This Third Amendment to Loan and Security Agreement – Receivables (this “Third Amendment”) is made and entered into this 18th day of September, 2008 by and among SILVERLEAF RESORTS, INC., a Texas corporation (“Borrower”); the parties, including WELLS FARGO FOOTHILL, INC., a California corporation, who have executed the Original Loan Agreement (as hereinafter defined) or a joinder agreement thereto in their respective capacities as lenders (collectively the “Lenders” and individually a “Lender”); and WELLS FARGO FOOTHILL, INC., a California corporation, in its capacity as facility agent and as collateral agent (“Agent”).

Required task A: According to the loan amendment text, on what date was the Third Amendment made and entered into?

Pointing entries
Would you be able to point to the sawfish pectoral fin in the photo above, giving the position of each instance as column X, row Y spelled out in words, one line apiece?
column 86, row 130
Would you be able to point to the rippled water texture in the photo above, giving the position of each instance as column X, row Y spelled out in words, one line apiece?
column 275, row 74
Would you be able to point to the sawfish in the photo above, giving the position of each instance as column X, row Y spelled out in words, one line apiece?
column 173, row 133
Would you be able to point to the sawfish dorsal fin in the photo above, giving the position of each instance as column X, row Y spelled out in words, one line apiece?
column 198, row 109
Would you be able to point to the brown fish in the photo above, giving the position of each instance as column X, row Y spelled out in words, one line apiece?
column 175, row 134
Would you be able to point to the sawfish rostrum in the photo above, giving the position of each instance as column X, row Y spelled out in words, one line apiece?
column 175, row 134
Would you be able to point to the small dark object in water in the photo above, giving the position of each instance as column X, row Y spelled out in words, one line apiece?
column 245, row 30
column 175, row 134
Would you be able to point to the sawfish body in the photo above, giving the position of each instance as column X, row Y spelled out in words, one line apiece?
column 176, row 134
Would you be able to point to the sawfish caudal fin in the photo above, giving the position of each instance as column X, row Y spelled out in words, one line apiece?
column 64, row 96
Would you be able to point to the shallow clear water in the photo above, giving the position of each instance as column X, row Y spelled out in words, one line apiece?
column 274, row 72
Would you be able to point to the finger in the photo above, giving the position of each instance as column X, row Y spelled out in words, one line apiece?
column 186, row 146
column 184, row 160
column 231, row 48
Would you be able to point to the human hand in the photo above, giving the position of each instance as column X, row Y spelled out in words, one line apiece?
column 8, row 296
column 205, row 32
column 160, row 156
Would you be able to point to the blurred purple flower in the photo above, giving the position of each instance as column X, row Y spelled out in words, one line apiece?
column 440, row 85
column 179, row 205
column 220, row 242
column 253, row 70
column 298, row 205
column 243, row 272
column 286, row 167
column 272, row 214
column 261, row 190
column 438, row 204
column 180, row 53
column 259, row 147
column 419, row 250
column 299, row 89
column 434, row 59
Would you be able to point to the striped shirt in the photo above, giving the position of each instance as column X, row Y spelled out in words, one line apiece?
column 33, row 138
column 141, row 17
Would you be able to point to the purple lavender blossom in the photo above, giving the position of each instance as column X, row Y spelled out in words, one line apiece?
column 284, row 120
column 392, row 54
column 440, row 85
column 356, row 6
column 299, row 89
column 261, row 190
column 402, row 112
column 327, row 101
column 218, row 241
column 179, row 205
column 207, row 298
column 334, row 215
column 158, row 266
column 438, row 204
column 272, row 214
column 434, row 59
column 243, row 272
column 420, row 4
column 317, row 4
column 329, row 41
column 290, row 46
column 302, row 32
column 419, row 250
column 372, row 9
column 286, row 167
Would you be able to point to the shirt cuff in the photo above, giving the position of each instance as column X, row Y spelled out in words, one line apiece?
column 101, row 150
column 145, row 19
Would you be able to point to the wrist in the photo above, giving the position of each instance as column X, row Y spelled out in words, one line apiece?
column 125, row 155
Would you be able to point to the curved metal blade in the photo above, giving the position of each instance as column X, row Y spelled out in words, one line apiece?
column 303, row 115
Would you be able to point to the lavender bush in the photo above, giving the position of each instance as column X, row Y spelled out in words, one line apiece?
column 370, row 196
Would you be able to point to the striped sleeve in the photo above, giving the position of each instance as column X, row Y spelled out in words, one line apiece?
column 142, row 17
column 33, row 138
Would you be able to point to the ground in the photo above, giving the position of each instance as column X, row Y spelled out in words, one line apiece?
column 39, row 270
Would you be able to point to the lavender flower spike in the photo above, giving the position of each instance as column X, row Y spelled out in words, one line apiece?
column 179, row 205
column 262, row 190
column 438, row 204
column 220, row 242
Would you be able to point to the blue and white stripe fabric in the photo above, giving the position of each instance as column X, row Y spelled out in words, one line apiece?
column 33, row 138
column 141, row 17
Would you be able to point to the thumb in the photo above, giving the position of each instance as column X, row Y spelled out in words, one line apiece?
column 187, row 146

Required task B: Reproduce the entries from the line containing "Would you be able to point to the ground" through the last entry, switching "one line apiece" to "one per line" and leaving everything else unchanged.

Full solution A: It was made and entered into on the 18th day of September, 2008.

Full solution B:
Would you be able to point to the ground in the photo above, giving the position of each instance as column X, row Y spelled out in words, one per line?
column 39, row 270
Would you be able to point to the lavender flower spike in the photo above, giving the position of each instance as column X, row Y spelled out in words, one per line?
column 179, row 205
column 262, row 190
column 438, row 204
column 220, row 242
Would you be able to point to the blue and white stripe fabric in the photo above, giving the position of each instance as column X, row Y spelled out in words, one per line?
column 33, row 138
column 141, row 17
Would you be able to point to the thumb in the photo above, giving the position of each instance as column X, row Y spelled out in words, one per line?
column 187, row 146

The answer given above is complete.